* _DOCUMENT SECTION_:
On the other hand, the 'right' way of formatting is a personal preference,
especially when browsing foreign code, which some people do most of the
time. We had the discussion on how to format the 'right' way back in the
VisualAge Smalltalk days. Changing the method source editor to do a
formatting based on the personal preferences prior to displaying the source
ended these discussions (and just took two hours or so).
Prohibiting the use of 'format' by developers is too restrictive in my
opinion. Often you need to use 'format' to regain some structure in the code
you've just written.
Deploying a script on the server that formats the code using an external
formatter with some 'standard' formatting settings before actually comitting
is a good thing anyway. Ideally, this would cause fewer revisions (when
nothing has changed but formatting), use less space in the repository (only
real changes in the revision differences) and be beneficial to external
tools using the repository (i.e. CVS command line diff).

* _PROVIDED DATA_:
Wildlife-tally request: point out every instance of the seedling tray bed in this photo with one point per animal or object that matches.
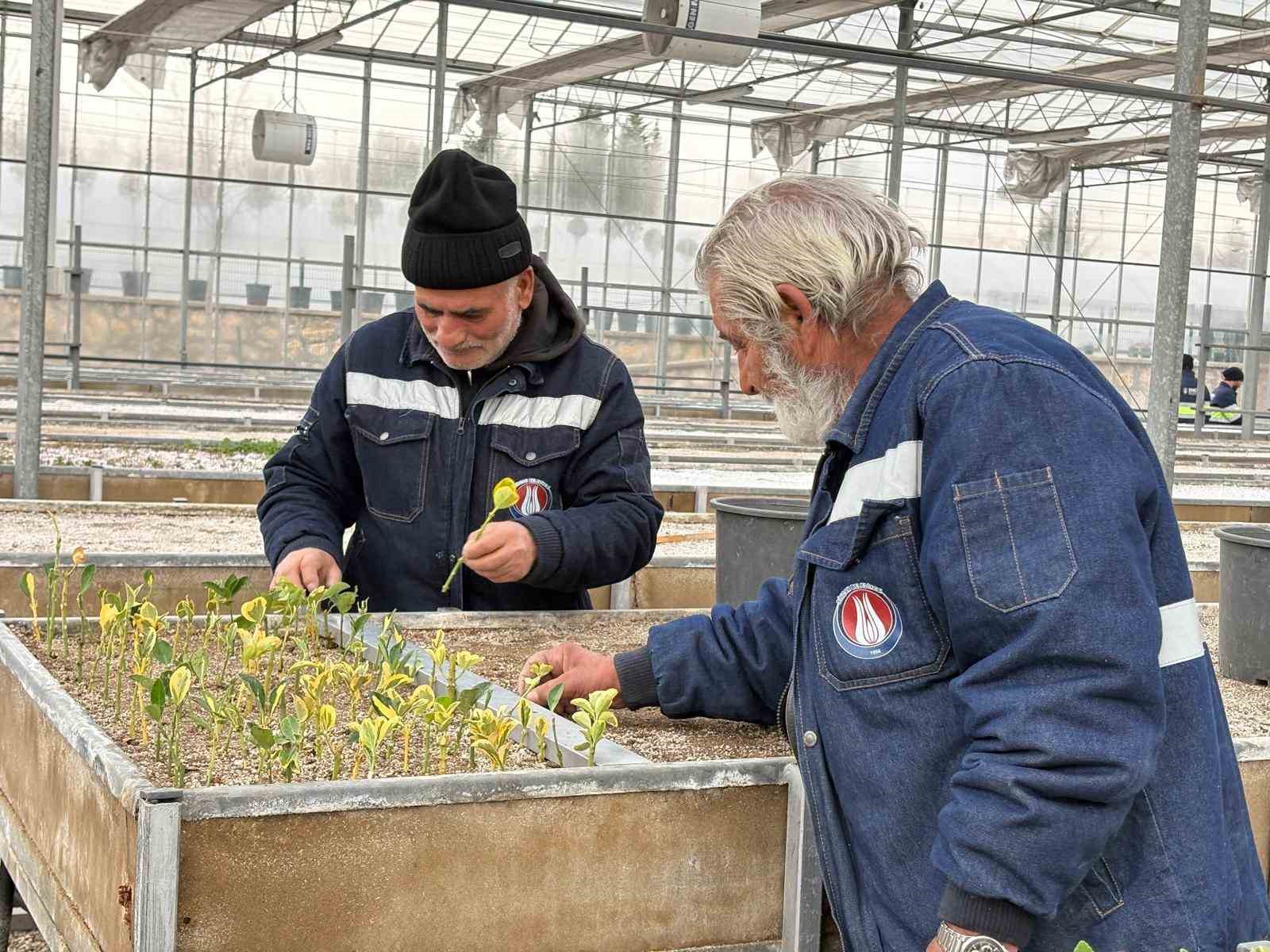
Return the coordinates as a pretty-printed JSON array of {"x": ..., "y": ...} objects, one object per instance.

* _WHAT YOU WILL DO_:
1: From the passage on code formatting, reproduce the text beginning at the words "Deploying a script" and stopping after "command line diff).".
2: According to the passage on code formatting, how long did it take to change the method source editor to format code by personal preference?
Rely only on the passage on code formatting.

* _FINAL ANSWERS_:
1:
Deploying a script on the server that formats the code using an external
formatter with some 'standard' formatting settings before actually comitting
is a good thing anyway. Ideally, this would cause fewer revisions (when
nothing has changed but formatting), use less space in the repository (only
real changes in the revision differences) and be beneficial to external
tools using the repository (i.e. CVS command line diff).

2: About two hours.